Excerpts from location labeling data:
+ + +
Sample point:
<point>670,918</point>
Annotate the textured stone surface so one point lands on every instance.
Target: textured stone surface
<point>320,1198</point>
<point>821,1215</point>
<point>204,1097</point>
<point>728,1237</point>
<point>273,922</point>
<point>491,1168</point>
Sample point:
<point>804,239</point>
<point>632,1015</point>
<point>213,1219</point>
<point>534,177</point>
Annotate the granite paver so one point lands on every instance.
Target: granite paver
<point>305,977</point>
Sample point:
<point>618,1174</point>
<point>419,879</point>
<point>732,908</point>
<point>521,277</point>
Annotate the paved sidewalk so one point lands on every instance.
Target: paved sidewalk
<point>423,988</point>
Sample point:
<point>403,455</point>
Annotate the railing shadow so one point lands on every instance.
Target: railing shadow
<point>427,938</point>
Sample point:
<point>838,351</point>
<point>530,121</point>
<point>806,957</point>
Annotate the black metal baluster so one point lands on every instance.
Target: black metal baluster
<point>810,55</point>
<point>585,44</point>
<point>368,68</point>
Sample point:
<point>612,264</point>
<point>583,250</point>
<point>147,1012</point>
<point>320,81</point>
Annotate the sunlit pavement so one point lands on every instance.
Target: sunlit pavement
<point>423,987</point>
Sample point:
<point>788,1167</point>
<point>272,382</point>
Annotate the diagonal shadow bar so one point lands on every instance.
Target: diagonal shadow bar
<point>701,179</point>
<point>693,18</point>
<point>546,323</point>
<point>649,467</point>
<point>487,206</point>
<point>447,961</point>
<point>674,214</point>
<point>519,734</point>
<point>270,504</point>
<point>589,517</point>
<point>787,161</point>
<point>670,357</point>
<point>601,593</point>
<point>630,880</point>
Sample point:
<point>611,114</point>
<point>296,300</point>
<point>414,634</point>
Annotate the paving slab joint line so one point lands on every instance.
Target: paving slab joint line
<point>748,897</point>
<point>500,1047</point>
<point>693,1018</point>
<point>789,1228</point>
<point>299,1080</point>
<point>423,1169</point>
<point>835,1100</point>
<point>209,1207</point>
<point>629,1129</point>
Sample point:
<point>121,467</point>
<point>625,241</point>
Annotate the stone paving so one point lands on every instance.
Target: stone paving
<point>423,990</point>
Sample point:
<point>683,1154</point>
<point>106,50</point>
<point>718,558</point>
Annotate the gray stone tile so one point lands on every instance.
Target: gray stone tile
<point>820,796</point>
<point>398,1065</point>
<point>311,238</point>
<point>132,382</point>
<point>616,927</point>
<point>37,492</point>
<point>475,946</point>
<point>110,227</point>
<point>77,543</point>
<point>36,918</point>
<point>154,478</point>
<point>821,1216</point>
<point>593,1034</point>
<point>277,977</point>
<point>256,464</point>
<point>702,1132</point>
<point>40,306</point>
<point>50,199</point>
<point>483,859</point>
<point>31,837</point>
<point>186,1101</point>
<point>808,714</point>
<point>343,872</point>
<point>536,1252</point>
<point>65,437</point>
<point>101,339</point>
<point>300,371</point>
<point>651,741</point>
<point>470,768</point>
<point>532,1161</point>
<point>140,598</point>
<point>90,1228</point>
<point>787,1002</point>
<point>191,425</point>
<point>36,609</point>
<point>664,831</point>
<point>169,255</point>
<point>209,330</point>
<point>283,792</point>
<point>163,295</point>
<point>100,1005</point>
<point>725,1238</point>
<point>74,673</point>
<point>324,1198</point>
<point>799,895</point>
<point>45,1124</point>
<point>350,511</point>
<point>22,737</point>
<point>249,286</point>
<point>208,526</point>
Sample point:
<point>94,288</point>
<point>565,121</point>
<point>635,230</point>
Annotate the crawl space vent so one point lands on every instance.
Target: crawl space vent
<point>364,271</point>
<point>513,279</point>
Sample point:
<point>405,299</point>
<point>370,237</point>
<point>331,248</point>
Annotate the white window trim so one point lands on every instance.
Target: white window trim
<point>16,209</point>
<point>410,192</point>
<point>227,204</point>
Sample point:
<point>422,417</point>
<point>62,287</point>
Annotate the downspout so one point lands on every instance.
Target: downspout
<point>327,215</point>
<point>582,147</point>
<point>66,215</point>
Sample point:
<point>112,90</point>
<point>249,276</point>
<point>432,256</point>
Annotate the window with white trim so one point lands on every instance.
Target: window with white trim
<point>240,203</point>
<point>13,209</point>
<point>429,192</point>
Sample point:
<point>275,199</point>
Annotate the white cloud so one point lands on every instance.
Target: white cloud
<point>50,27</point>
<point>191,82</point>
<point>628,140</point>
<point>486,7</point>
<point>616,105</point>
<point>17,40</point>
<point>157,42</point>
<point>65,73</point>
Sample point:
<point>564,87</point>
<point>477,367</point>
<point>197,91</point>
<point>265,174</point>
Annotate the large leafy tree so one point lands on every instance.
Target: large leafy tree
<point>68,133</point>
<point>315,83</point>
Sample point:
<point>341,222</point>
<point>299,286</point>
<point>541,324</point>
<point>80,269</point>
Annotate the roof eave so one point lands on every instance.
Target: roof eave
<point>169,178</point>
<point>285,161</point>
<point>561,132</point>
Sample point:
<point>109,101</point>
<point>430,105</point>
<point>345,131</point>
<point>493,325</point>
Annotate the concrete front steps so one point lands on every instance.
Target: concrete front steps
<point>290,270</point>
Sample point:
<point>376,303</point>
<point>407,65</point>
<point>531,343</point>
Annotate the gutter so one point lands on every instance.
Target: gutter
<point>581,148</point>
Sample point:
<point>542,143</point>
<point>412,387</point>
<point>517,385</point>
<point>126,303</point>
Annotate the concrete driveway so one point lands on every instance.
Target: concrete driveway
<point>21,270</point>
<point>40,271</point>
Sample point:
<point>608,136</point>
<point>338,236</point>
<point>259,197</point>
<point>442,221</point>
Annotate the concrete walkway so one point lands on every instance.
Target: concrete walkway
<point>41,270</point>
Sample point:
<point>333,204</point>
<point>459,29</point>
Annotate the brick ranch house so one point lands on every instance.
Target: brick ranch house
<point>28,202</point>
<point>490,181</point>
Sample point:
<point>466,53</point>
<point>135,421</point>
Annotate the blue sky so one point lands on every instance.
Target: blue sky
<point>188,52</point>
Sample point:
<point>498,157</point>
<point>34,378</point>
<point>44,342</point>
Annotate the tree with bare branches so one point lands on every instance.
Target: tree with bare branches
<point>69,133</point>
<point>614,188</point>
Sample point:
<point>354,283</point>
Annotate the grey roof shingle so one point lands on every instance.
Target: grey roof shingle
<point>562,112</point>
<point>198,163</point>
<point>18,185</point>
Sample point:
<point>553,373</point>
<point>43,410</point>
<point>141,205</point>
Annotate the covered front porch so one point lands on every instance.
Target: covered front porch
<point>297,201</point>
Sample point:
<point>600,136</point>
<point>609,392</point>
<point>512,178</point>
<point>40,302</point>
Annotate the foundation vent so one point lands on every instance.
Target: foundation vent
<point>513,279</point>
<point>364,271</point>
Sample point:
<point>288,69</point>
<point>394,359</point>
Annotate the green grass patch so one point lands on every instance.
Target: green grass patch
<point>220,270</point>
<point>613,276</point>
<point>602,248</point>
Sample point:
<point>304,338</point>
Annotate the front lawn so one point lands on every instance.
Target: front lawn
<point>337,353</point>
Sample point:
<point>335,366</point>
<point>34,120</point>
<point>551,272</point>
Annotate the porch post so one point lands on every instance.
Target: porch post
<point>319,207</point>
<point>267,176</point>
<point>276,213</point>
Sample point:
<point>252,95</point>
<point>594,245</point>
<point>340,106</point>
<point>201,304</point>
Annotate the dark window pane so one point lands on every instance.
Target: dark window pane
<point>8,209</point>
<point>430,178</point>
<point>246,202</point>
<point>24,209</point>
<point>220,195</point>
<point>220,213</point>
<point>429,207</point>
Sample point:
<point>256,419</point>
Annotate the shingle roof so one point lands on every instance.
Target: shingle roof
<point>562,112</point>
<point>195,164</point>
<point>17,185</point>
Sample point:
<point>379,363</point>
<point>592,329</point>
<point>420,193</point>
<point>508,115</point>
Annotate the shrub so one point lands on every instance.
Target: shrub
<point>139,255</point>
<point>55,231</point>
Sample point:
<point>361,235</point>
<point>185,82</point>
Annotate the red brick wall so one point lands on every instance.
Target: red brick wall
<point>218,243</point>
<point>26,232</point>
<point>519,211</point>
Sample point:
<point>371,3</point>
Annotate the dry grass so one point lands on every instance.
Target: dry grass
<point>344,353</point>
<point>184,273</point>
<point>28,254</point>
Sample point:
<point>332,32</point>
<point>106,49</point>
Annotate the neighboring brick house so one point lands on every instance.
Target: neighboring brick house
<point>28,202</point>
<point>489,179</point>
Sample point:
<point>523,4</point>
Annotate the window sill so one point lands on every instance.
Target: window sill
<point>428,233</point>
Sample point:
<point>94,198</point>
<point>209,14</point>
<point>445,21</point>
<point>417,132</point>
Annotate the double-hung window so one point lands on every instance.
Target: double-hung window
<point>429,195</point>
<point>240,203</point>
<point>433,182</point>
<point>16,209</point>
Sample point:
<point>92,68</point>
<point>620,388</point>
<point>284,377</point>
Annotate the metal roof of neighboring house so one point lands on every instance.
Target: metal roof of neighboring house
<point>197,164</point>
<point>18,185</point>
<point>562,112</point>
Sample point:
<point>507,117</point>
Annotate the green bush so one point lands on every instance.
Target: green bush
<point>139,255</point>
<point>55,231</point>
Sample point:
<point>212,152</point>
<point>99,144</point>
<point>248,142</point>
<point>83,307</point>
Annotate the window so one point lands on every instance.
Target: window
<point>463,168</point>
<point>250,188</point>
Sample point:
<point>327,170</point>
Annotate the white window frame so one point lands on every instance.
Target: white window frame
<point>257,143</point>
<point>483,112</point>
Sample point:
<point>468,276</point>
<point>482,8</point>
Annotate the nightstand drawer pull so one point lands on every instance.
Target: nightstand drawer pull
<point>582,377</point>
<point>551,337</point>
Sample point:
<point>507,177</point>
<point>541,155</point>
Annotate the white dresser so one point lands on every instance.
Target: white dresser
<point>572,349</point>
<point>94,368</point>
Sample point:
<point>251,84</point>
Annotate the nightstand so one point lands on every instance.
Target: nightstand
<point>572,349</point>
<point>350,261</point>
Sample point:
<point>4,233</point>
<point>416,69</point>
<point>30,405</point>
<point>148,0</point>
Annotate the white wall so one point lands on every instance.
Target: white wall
+ + +
#### [Written exercise]
Show every line of the records containing the string "paver".

#### [Expected output]
Annotate the granite paver so one point lands on every instance.
Target: granite paver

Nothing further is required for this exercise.